Collected data
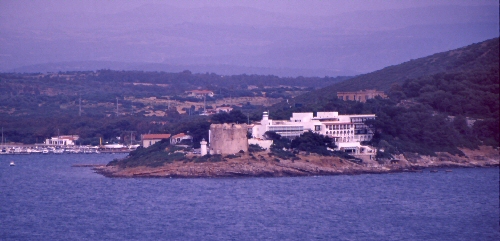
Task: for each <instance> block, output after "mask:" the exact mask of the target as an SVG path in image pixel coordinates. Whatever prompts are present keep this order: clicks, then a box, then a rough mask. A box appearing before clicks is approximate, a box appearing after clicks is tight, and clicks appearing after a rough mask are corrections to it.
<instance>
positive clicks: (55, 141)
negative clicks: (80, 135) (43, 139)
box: [45, 135, 80, 146]
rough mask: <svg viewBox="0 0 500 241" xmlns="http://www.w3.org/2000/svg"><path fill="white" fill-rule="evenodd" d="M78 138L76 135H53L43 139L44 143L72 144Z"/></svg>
mask: <svg viewBox="0 0 500 241" xmlns="http://www.w3.org/2000/svg"><path fill="white" fill-rule="evenodd" d="M78 139H80V137H79V136H78V135H64V136H55V137H52V138H50V139H46V140H45V145H54V146H74V145H75V141H77V140H78Z"/></svg>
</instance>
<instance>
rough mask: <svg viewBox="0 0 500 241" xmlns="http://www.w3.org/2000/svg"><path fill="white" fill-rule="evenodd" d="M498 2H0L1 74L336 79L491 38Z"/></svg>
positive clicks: (476, 0)
mask: <svg viewBox="0 0 500 241" xmlns="http://www.w3.org/2000/svg"><path fill="white" fill-rule="evenodd" d="M498 10H499V5H498V1H491V0H474V1H467V0H462V1H458V0H455V1H451V0H446V1H429V0H418V1H416V0H406V1H395V0H371V1H368V0H363V1H344V0H342V1H341V0H332V1H320V0H310V1H297V0H295V1H294V0H289V1H284V0H283V1H276V0H275V1H262V0H258V1H257V0H254V1H251V0H240V1H226V0H211V1H196V0H184V1H117V0H101V1H95V0H86V1H85V0H84V1H67V0H66V1H64V0H52V1H51V0H45V1H37V0H34V1H26V0H16V1H13V0H1V1H0V71H34V72H44V71H54V70H85V69H89V70H95V69H102V68H111V69H142V70H163V71H172V72H176V71H182V70H183V69H190V70H191V71H193V72H216V73H221V74H242V73H247V74H275V75H279V76H297V75H303V76H322V75H329V76H336V75H354V74H359V73H367V72H370V71H375V70H378V69H381V68H383V67H386V66H389V65H394V64H399V63H401V62H405V61H408V60H411V59H415V58H419V57H424V56H427V55H430V54H433V53H436V52H442V51H447V50H451V49H454V48H458V47H462V46H466V45H469V44H472V43H475V42H480V41H484V40H487V39H490V38H494V37H498V32H499V27H498V22H499V20H498V19H499V14H498Z"/></svg>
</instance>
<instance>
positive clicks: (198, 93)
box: [186, 90, 214, 99]
mask: <svg viewBox="0 0 500 241" xmlns="http://www.w3.org/2000/svg"><path fill="white" fill-rule="evenodd" d="M186 94H187V95H188V96H190V97H195V98H200V99H201V98H203V97H205V96H209V97H214V92H213V91H210V90H190V91H186Z"/></svg>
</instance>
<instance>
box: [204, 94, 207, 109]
mask: <svg viewBox="0 0 500 241" xmlns="http://www.w3.org/2000/svg"><path fill="white" fill-rule="evenodd" d="M203 112H204V113H207V95H206V94H205V95H204V96H203Z"/></svg>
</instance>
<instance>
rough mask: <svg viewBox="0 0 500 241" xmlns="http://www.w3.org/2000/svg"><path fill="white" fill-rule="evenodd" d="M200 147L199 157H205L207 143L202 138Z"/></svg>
mask: <svg viewBox="0 0 500 241" xmlns="http://www.w3.org/2000/svg"><path fill="white" fill-rule="evenodd" d="M200 146H201V149H200V150H201V151H200V154H201V156H204V155H206V154H207V142H206V141H205V138H203V140H201V142H200Z"/></svg>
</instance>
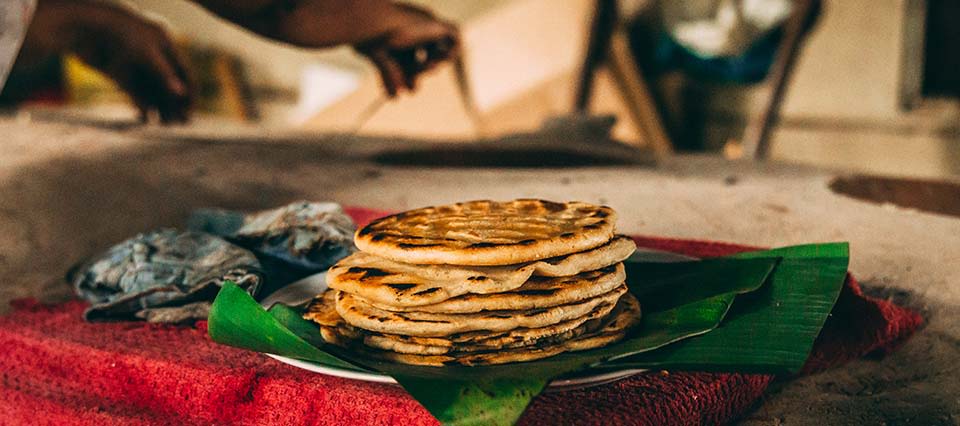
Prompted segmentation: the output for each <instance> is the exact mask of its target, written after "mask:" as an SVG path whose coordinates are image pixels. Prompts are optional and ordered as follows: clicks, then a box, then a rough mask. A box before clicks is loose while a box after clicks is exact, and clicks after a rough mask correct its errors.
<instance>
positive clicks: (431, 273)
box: [326, 235, 637, 312]
mask: <svg viewBox="0 0 960 426" xmlns="http://www.w3.org/2000/svg"><path fill="white" fill-rule="evenodd" d="M636 247H637V246H636V244H635V243H634V242H633V240H632V239H630V238H629V237H626V236H623V235H618V236H616V237H615V238H613V239H612V240H610V241H609V242H607V243H606V244H604V245H602V246H600V247H596V248H593V249H590V250H587V251H584V252H579V253H573V254H568V255H564V256H560V257H556V258H551V259H545V260H540V261H535V262H532V263H521V264H517V265H508V266H455V265H411V264H407V263H400V262H395V261H392V260H389V259H385V258H382V257H379V256H375V255H372V254H369V253H363V252H357V253H354V254H352V255H350V256H347V257H346V258H344V259H342V260H341V261H340V262H338V263H337V264H336V265H334V266H333V267H332V268H330V271H329V272H328V273H327V278H326V279H327V285H328V286H329V287H330V288H335V289H337V290H342V291H345V292H347V293H352V294H356V295H357V296H360V297H362V298H363V299H365V300H367V301H369V302H371V303H372V304H376V305H378V306H380V305H383V306H382V307H385V306H393V307H401V308H402V307H418V306H424V305H431V304H436V303H439V302H443V301H445V300H447V299H450V298H453V297H457V296H461V295H465V294H490V293H500V292H505V291H510V290H515V289H517V288H519V287H520V286H521V285H523V284H524V283H525V282H527V280H529V279H530V277H531V276H548V277H569V276H573V275H577V274H580V273H582V272H585V271H593V270H597V269H601V268H604V267H606V266H610V265H613V264H616V263H618V262H621V261H623V260H625V259H627V258H628V257H630V255H631V254H633V252H634V251H635V250H636ZM424 307H425V306H424ZM436 312H443V311H442V310H441V311H436Z"/></svg>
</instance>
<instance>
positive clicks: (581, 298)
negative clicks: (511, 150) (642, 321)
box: [304, 200, 640, 365]
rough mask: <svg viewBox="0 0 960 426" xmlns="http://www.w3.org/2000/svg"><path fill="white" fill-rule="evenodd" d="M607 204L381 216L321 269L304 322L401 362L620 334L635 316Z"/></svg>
mask: <svg viewBox="0 0 960 426" xmlns="http://www.w3.org/2000/svg"><path fill="white" fill-rule="evenodd" d="M615 221H616V214H615V213H614V212H613V210H612V209H610V208H609V207H605V206H596V205H592V204H587V203H581V202H568V203H554V202H549V201H543V200H515V201H509V202H493V201H472V202H466V203H459V204H454V205H449V206H441V207H427V208H422V209H417V210H412V211H408V212H404V213H399V214H396V215H393V216H387V217H384V218H382V219H379V220H376V221H374V222H372V223H370V224H369V225H367V226H366V227H364V228H362V229H360V230H358V231H357V233H356V236H355V240H356V244H357V247H359V248H360V250H361V251H359V252H357V253H355V254H353V255H351V256H349V257H347V258H345V259H343V260H341V261H340V262H339V263H337V264H336V265H334V267H332V268H331V269H330V271H329V272H328V274H327V284H328V286H329V289H328V290H327V291H326V292H325V293H323V294H321V295H319V296H318V297H317V298H316V299H315V300H314V301H313V302H312V303H311V305H310V306H309V307H308V309H307V313H306V314H305V315H304V317H305V318H307V319H310V320H313V321H315V322H317V323H318V324H320V328H321V335H322V337H323V339H324V340H325V341H327V342H329V343H333V344H337V345H341V346H345V347H349V348H351V349H355V350H357V351H360V352H363V353H364V354H367V355H369V356H374V357H378V358H382V359H388V360H393V361H397V362H402V363H408V364H421V365H449V364H462V365H480V364H500V363H507V362H517V361H528V360H533V359H539V358H544V357H548V356H552V355H556V354H559V353H561V352H566V351H576V350H584V349H591V348H595V347H599V346H603V345H606V344H609V343H611V342H614V341H616V340H619V339H621V338H622V337H624V336H625V334H626V332H627V330H628V329H629V328H630V327H631V326H632V325H634V324H636V323H637V322H638V321H639V318H640V305H639V303H638V302H637V300H636V299H635V298H634V297H633V296H632V295H631V294H630V293H629V292H628V291H627V287H626V284H625V282H624V281H625V274H624V268H623V264H622V261H623V260H625V259H626V258H627V257H629V256H630V254H632V253H633V251H634V250H635V249H636V246H635V245H634V243H633V241H632V240H631V239H630V238H628V237H625V236H621V235H616V234H615V232H614V225H615Z"/></svg>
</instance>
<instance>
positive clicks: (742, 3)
mask: <svg viewBox="0 0 960 426" xmlns="http://www.w3.org/2000/svg"><path fill="white" fill-rule="evenodd" d="M122 3H123V4H124V5H125V6H127V7H129V8H132V9H133V10H135V11H137V12H138V13H140V14H142V15H144V16H146V17H148V18H149V19H152V20H155V21H158V22H160V23H162V24H163V25H164V26H165V27H166V28H167V29H168V30H169V32H170V33H171V34H172V35H173V37H174V39H175V40H176V43H177V44H178V46H179V49H180V50H181V51H183V52H185V55H184V56H185V57H186V58H187V61H188V62H189V63H190V68H191V69H192V70H193V71H192V72H193V73H194V74H195V79H196V80H197V81H198V82H199V83H200V91H199V97H198V102H197V107H196V115H195V117H194V121H193V123H194V124H193V125H195V126H217V125H219V123H225V122H229V123H241V124H249V125H255V126H260V127H267V128H282V129H296V130H298V131H306V132H320V133H328V132H346V133H353V132H356V133H358V134H361V135H390V136H401V137H411V138H418V139H423V138H426V139H437V140H443V141H457V140H462V141H469V140H471V139H475V138H477V137H497V136H502V135H508V134H512V133H517V132H526V131H533V130H535V129H538V128H539V127H540V126H541V124H542V123H543V122H544V121H545V120H547V119H549V118H551V117H557V116H564V115H567V114H571V113H575V112H578V111H579V112H588V113H591V114H597V115H600V114H611V115H614V116H615V117H616V118H617V120H616V125H615V127H614V129H613V133H612V134H613V136H614V138H615V139H616V140H618V141H621V142H623V143H624V144H628V145H633V146H637V147H640V148H642V149H644V150H647V151H650V152H652V153H654V154H655V155H658V156H663V155H671V154H672V153H676V152H694V153H702V154H704V155H717V156H724V157H726V158H731V159H736V158H770V159H775V160H782V161H786V162H793V163H803V164H812V165H818V166H825V167H828V168H839V169H844V170H853V171H863V172H868V173H873V174H889V175H900V176H914V177H944V176H954V175H957V174H960V103H958V95H960V59H958V57H960V55H958V54H960V26H957V25H955V23H956V22H958V18H960V3H958V2H956V1H952V0H844V1H839V0H826V1H824V2H822V4H821V3H820V2H804V1H796V2H791V1H787V0H783V1H779V2H778V1H763V0H756V1H746V2H723V1H721V2H697V1H692V2H689V3H691V4H692V5H691V6H687V7H686V8H684V7H680V6H676V5H672V4H671V3H677V4H679V3H683V2H667V3H668V4H666V5H665V4H658V3H657V2H651V1H642V0H624V1H619V2H616V1H603V0H601V1H595V0H564V1H561V2H558V1H555V0H463V1H449V0H448V1H443V0H420V1H416V2H414V3H416V4H419V5H422V6H424V7H426V8H428V9H430V10H432V11H433V12H434V13H436V14H437V15H439V16H441V17H443V18H446V19H449V20H451V21H453V22H456V23H457V24H458V25H459V26H460V31H461V33H462V45H463V68H464V70H462V71H458V70H457V69H456V66H455V65H453V64H450V63H444V64H441V65H440V66H439V67H438V68H437V69H435V70H433V71H431V72H429V73H427V75H425V76H424V77H423V78H422V79H421V81H420V82H419V83H418V90H417V91H416V92H414V93H410V94H404V95H402V96H400V97H399V98H397V99H395V100H392V101H389V102H388V101H386V100H385V99H386V98H385V97H384V95H383V94H382V92H383V90H382V88H381V82H380V80H379V77H378V76H377V72H376V69H375V68H374V67H373V66H372V65H370V64H369V62H367V61H366V60H364V59H363V58H361V57H360V56H359V55H357V54H356V53H354V52H353V50H351V49H350V48H345V47H341V48H334V49H330V50H307V49H299V48H295V47H290V46H289V45H283V44H280V43H277V42H273V41H270V40H268V39H265V38H262V37H258V36H256V35H253V34H251V33H249V32H247V31H245V30H243V29H241V28H239V27H237V26H235V25H232V24H229V23H227V22H226V21H223V20H221V19H218V18H216V17H214V16H213V15H211V14H210V13H208V12H206V11H205V10H203V9H201V8H200V7H198V6H196V5H194V4H193V3H190V2H186V1H171V0H128V1H123V2H122ZM698 3H712V4H713V6H712V7H716V4H717V3H720V4H721V7H724V6H722V5H723V4H724V3H727V6H728V7H731V8H732V9H730V10H732V12H730V13H733V14H735V15H736V18H739V19H734V21H736V25H741V26H743V25H746V30H742V31H741V29H742V28H740V27H738V28H737V29H736V30H735V31H718V27H720V29H724V28H723V27H724V25H728V26H729V25H734V24H730V23H729V22H727V23H725V22H724V19H725V18H724V16H723V13H724V12H723V11H719V12H718V11H717V10H715V9H712V11H711V12H710V13H708V14H705V16H709V19H707V18H704V19H700V18H698V16H697V7H700V6H698V5H697V4H698ZM700 12H702V11H700ZM744 22H746V24H744ZM726 29H729V28H726ZM738 37H739V39H738ZM3 100H4V102H5V103H6V104H7V105H8V106H11V105H12V106H15V107H17V108H19V110H20V111H37V112H42V111H49V110H58V111H72V112H76V113H77V114H82V115H84V116H93V117H98V118H104V119H110V118H118V119H123V118H125V117H126V118H129V117H133V116H135V115H136V110H135V109H134V108H133V107H132V106H131V105H130V102H129V101H128V100H127V99H126V95H124V94H123V92H121V91H119V90H118V89H117V88H116V87H115V86H114V85H113V83H112V82H111V81H110V80H109V79H107V78H106V77H104V76H102V75H100V74H99V73H98V72H96V71H95V70H93V69H92V68H90V67H88V66H86V65H85V64H84V63H83V62H82V61H80V60H78V59H76V58H75V57H71V56H66V57H64V58H61V60H59V61H56V62H54V63H50V64H47V65H46V66H45V68H44V72H42V73H38V72H32V73H30V74H28V75H16V74H14V75H11V77H10V81H9V83H8V84H7V85H6V88H5V89H4V93H3Z"/></svg>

• WHAT YOU WILL DO
Report how many lines of the records contain the string "positive", counting only matches with the same letter case, and give only the number.

• ANSWER TO THE PROBLEM
6